### Input records ###
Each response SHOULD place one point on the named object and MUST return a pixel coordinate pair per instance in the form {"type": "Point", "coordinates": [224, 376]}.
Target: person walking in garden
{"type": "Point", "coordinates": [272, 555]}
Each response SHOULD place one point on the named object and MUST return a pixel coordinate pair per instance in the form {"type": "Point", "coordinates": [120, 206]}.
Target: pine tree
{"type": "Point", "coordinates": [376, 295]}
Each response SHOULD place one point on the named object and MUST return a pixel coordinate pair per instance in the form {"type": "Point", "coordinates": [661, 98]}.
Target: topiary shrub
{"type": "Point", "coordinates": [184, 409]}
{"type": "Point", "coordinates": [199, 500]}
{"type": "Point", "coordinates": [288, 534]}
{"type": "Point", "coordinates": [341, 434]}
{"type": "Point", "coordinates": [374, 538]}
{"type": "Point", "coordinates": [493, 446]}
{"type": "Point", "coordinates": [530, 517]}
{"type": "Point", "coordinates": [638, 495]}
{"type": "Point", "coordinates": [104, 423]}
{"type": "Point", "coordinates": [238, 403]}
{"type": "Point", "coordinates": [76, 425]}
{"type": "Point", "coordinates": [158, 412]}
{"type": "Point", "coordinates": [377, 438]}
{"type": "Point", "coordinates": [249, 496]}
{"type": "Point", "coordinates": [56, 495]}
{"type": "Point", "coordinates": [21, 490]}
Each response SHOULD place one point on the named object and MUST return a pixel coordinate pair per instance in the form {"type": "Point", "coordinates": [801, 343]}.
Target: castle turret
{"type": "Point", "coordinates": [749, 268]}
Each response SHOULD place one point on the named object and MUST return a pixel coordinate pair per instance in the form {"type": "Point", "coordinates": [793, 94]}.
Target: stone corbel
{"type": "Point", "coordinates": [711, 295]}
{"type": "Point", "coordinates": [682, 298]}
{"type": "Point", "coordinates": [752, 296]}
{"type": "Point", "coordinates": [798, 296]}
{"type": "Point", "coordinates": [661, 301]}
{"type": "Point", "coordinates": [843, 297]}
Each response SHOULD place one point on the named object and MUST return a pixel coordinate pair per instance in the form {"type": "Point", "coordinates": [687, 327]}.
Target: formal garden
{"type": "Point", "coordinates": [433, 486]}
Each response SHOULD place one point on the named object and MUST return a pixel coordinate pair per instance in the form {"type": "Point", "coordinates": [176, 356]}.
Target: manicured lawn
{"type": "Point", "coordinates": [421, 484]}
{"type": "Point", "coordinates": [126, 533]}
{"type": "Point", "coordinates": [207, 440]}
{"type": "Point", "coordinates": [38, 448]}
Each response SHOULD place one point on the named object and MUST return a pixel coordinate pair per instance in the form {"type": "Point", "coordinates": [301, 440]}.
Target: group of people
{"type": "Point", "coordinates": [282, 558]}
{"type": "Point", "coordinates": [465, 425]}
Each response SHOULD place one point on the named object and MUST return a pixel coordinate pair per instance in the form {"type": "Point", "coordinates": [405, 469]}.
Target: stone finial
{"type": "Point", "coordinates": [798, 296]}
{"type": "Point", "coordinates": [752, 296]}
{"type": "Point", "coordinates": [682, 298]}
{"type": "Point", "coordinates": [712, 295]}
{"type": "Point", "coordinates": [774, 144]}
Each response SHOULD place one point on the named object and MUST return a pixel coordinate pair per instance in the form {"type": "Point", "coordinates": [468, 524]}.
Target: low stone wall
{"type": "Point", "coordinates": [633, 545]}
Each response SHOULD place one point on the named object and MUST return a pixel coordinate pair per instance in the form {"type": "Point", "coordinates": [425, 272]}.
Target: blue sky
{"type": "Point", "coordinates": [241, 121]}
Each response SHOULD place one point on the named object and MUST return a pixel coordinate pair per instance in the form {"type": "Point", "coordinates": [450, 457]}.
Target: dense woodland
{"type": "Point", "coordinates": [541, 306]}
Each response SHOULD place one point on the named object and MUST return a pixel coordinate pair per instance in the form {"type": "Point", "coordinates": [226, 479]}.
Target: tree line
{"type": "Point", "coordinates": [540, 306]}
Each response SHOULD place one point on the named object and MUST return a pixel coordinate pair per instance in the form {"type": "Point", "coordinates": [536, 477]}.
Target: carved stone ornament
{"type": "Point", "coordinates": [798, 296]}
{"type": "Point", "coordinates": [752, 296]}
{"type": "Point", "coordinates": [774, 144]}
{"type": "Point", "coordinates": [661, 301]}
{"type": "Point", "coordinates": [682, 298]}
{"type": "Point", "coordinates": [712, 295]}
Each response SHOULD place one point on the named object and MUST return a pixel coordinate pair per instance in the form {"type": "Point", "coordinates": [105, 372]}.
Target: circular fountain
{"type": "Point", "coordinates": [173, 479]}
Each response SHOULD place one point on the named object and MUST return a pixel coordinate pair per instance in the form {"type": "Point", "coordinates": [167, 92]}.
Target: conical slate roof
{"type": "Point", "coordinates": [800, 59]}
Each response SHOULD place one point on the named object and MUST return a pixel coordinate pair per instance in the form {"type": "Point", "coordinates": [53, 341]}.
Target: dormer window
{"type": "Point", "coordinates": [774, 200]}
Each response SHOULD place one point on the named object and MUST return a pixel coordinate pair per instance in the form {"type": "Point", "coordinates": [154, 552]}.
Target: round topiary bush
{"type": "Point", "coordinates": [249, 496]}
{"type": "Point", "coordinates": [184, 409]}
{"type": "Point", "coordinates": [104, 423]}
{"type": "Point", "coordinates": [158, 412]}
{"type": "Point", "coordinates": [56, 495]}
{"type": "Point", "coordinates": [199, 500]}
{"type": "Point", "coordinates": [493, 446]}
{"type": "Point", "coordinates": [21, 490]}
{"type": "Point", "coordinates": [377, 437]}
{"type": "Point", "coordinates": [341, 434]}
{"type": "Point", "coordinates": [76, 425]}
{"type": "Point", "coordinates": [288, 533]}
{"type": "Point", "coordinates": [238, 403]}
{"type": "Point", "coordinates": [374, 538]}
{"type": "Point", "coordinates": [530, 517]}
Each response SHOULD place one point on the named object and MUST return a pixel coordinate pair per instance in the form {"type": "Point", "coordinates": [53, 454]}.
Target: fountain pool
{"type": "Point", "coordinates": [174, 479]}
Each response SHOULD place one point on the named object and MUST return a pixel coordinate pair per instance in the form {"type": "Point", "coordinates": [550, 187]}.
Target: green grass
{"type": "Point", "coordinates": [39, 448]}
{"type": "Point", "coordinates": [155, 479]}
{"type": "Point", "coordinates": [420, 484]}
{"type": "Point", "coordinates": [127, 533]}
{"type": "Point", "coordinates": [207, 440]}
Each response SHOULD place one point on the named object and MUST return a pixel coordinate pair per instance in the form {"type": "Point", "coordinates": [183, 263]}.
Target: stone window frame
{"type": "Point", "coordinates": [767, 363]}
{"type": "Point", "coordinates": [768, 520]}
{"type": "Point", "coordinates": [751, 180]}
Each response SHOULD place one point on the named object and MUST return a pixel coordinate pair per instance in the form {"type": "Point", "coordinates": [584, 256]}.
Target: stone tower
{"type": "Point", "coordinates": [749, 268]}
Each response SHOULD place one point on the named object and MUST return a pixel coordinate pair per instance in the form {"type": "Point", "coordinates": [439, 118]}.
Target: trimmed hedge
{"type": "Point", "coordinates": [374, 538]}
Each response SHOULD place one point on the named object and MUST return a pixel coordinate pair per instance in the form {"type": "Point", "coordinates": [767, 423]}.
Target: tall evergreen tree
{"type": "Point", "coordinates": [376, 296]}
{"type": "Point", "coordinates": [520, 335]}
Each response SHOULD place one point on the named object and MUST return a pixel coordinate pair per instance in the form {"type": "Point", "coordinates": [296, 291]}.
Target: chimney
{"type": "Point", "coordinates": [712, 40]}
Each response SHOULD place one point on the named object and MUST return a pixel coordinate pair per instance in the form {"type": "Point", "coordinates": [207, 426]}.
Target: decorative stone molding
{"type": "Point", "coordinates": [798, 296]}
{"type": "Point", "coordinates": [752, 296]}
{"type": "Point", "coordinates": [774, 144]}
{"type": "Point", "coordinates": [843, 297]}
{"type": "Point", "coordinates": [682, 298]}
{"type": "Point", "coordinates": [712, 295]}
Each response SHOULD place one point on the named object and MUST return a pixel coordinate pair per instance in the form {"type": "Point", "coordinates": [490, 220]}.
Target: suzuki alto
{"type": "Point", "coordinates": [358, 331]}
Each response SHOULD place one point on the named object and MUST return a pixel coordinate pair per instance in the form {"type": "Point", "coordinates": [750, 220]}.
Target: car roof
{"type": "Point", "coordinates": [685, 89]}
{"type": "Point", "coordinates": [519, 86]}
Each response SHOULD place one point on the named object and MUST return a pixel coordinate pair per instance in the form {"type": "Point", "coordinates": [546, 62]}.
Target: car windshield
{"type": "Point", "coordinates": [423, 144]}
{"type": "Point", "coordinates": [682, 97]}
###
- **Given instruction**:
List every line of the records above that contains the string "stone". Matching is case-sensitive.

- **Written response**:
Target: stone corbel
Target: stone finial
Target: low stone wall
Target: carved stone ornament
Target: stone window frame
Target: stone tower
Target: decorative stone molding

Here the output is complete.